* EXERCISE INSTRUCTIONS *
- A) In the letter about what to disclose to a prospective spouse, what does the writer assume the Rebbe's advice refers to?
- B) Continue the letter about disclosing an addiction to a prospective spouse, starting after its final sentence.

My holy brother,
I assume that when your Rebbe suggests that you not share negative things about yourself, with the person who you are considering marrying, he is referring to minor character flaws, some kinds of bad habits and the antics of your youth. In general I assume he is referring to things which are insignificant, will have very litter impact on your relationship or your mutual happiness. However if the woman in question heard about them she might get anxious or turned off.
However I am certain that he is not suggesting you do not share serious medical issues or other major issues which you are halachiakly obligated to share.
Regarding the matter at hand I think it falls somewhere in between. You can shop around for a Rabbi who (does not understand the progressive nature of this addiction) and will tell you that you do not have to mention it. However Rabbi Twerski is of the opinion that you must share it with you potential spouse.
www.guardureyes.com/GUE/RTwerski/Dating.asp I want to add that many people who are dating have shared this and the other person, both male and female (see Rabbi Twerski's peice) understood.
I want to make a few points why you should consider sharing it.

* DATA EXCERPTS *
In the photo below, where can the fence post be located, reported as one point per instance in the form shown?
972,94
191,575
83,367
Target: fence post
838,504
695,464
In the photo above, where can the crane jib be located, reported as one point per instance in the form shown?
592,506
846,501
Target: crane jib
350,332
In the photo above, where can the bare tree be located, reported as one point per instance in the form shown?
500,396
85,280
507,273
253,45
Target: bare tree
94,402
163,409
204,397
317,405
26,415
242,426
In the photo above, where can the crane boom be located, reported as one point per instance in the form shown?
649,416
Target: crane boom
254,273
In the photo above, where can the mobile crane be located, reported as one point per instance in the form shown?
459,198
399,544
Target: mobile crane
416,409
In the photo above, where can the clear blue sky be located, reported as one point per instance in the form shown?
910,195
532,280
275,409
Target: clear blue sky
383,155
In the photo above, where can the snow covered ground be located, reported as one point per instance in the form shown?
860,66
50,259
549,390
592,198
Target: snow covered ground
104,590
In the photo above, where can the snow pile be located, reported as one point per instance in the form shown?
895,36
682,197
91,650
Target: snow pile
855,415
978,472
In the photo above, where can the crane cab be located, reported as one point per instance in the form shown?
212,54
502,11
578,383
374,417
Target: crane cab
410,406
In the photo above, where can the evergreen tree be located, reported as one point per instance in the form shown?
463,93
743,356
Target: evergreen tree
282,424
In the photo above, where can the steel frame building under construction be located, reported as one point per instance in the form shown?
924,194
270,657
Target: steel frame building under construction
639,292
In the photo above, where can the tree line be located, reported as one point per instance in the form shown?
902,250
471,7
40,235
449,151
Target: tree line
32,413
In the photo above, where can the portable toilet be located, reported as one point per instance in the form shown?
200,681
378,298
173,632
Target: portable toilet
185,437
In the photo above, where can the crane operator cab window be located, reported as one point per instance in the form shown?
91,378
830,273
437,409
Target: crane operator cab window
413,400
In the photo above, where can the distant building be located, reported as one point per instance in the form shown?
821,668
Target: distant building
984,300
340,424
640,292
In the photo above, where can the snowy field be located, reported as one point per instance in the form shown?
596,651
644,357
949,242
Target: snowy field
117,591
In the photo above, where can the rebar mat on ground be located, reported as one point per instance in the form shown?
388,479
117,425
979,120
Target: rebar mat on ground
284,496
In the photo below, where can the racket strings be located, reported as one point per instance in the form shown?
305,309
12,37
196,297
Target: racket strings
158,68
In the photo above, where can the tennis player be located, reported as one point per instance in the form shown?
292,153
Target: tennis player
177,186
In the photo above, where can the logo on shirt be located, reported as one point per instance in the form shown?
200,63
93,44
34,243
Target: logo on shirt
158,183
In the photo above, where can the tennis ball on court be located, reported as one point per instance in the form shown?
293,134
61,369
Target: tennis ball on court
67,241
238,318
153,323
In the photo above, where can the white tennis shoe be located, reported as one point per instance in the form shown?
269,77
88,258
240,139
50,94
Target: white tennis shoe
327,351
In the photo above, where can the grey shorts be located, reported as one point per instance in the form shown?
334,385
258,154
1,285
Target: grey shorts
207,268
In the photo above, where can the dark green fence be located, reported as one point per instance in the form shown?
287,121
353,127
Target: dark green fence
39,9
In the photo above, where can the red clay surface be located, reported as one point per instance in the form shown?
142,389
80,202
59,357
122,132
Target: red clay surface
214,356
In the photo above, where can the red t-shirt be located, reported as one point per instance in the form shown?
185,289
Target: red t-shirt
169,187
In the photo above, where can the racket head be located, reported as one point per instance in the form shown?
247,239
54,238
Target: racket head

* RESULTS *
- A) Minor character flaws, some kinds of bad habits and the antics of your youth.

- B)
1. Marriage and all other relationships are built on trust. Ever if we are totally powerless over this, if your wife catches you she will feel you have violated her trust. Just yesterday someone posted here that his wife found out about his struggle, she threw her ring at him and said she wants out.
2. This is progressive. You will get worse. Many people who never thought they would have gotten involved with other woman in very perverse ways.
3. Even if you hide it forever it will have a very negative impact on your marriage. You only need ask any guy who is married here. Marriage makes the struggle worse not easier. You and your wife will be miscible and then you will self medicate more and create a cycle that will only make both of you farther and farther from each other.
This issue has been disused at light before and I suggest you search the archives.
I am not trying to be harsh on you, only trying to help you be happy in marriage.